** Entries provided follows **

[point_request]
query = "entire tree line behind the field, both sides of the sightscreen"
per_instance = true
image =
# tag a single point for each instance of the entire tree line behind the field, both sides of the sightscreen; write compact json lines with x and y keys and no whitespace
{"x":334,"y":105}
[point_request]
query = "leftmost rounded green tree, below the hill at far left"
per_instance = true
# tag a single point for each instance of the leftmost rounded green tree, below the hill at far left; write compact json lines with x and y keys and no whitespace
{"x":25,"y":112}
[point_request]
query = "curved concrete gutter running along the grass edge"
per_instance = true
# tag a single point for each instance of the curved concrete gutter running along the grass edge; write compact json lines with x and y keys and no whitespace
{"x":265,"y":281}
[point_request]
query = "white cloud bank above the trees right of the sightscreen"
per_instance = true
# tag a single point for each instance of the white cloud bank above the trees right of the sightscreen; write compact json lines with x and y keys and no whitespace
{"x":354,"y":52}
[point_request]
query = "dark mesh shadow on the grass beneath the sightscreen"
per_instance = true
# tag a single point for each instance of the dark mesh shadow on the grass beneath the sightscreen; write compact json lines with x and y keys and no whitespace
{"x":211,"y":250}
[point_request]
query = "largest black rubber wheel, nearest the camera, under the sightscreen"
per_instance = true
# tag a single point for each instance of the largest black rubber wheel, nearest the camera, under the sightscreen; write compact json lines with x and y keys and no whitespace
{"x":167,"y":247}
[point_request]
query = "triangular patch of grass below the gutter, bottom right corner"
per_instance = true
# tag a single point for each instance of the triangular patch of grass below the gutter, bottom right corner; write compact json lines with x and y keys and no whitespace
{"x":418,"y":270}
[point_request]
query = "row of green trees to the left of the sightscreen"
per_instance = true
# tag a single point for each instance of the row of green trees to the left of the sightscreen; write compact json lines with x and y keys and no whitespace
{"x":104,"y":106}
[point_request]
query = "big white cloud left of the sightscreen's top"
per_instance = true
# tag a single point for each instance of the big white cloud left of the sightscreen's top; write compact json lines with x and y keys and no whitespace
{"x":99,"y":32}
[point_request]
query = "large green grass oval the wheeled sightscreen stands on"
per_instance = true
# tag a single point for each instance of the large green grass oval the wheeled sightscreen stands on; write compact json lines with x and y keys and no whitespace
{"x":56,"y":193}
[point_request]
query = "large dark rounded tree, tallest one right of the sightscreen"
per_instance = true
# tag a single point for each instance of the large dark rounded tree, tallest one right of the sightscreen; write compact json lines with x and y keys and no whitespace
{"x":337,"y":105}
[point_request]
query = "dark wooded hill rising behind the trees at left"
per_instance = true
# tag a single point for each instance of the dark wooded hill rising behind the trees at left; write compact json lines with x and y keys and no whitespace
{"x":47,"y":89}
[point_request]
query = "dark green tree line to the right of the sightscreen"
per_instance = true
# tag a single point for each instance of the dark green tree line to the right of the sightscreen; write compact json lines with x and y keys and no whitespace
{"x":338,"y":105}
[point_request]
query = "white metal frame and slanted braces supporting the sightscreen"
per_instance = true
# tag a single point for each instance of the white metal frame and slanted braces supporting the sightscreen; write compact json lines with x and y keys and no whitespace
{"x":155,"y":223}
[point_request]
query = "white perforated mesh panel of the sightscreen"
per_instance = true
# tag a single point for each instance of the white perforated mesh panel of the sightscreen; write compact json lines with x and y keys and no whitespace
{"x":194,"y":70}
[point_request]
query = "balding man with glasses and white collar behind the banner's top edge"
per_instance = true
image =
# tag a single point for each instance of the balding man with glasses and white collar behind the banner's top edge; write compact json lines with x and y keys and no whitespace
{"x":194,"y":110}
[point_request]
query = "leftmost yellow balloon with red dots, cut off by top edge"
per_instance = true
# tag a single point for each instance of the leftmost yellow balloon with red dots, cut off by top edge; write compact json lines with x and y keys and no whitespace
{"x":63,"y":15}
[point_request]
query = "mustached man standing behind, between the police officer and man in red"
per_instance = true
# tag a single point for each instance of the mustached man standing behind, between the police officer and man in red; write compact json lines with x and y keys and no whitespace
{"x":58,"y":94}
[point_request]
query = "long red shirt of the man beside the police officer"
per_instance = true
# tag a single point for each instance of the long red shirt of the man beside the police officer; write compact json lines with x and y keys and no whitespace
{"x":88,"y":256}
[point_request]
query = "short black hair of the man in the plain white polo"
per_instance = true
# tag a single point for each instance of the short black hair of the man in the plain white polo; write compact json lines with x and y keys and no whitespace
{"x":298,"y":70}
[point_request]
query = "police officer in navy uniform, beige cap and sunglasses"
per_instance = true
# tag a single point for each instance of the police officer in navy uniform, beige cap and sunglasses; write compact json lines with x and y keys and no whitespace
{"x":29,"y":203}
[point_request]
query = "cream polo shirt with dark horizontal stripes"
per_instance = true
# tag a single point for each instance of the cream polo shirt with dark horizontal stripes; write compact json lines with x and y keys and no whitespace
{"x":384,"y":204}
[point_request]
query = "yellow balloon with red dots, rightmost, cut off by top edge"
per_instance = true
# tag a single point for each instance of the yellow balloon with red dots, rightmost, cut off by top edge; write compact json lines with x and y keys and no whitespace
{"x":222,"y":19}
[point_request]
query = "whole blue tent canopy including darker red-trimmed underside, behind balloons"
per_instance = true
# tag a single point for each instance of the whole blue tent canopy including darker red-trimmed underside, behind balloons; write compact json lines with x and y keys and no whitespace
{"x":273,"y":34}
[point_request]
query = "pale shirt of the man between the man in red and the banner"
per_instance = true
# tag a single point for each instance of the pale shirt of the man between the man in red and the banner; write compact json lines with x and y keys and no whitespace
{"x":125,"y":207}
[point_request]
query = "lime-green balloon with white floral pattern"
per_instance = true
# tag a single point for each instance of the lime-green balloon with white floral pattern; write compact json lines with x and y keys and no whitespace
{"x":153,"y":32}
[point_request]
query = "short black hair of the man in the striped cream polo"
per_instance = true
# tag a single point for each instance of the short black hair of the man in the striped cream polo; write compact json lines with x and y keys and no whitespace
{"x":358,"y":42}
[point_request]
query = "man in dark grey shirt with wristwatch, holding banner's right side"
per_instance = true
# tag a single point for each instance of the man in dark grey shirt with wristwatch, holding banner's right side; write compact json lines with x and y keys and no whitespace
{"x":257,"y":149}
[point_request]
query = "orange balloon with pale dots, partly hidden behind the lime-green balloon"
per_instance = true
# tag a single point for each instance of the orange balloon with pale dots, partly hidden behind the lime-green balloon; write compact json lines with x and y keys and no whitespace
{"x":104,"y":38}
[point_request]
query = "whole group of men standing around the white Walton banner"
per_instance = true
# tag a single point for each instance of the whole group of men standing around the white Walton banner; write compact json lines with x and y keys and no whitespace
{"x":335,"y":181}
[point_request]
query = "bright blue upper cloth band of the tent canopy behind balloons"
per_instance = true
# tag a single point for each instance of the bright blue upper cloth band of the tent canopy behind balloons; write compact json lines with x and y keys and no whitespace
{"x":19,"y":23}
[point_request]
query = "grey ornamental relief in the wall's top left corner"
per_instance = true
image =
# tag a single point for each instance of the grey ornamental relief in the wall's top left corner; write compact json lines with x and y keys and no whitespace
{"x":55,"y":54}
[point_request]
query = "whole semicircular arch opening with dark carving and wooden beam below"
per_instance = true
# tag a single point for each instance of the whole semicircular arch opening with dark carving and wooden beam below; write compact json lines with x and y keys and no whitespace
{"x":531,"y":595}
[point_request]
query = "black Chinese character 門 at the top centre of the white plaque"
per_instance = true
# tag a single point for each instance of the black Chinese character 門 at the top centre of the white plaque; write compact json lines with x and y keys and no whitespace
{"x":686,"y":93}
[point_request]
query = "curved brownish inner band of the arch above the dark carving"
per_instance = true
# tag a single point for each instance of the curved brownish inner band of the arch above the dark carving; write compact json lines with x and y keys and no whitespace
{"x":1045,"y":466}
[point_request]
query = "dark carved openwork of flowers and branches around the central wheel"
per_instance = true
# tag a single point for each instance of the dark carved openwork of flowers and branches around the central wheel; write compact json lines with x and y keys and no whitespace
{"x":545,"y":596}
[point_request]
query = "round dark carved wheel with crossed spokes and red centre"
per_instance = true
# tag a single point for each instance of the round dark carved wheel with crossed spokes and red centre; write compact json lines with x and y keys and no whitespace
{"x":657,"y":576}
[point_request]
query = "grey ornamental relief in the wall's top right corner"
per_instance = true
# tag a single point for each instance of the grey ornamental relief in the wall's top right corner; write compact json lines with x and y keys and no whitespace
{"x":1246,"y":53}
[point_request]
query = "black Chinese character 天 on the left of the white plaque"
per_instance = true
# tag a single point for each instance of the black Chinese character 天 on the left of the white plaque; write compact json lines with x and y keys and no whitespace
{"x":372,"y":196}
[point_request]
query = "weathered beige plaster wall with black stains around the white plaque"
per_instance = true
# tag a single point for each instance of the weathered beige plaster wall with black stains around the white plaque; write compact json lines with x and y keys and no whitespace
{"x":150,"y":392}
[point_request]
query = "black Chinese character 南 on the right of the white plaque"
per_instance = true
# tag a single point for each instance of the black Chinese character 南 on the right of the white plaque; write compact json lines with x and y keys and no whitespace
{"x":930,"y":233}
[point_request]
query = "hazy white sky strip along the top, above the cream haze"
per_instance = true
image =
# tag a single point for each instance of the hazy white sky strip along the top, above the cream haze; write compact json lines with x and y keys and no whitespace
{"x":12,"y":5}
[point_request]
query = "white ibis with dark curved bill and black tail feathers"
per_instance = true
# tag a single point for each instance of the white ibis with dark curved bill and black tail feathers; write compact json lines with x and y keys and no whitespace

** End of Entries provided **

▸ Assignment: Answer with the number alone after working out how many lines in the records contain the string "bill".

▸ Result: 2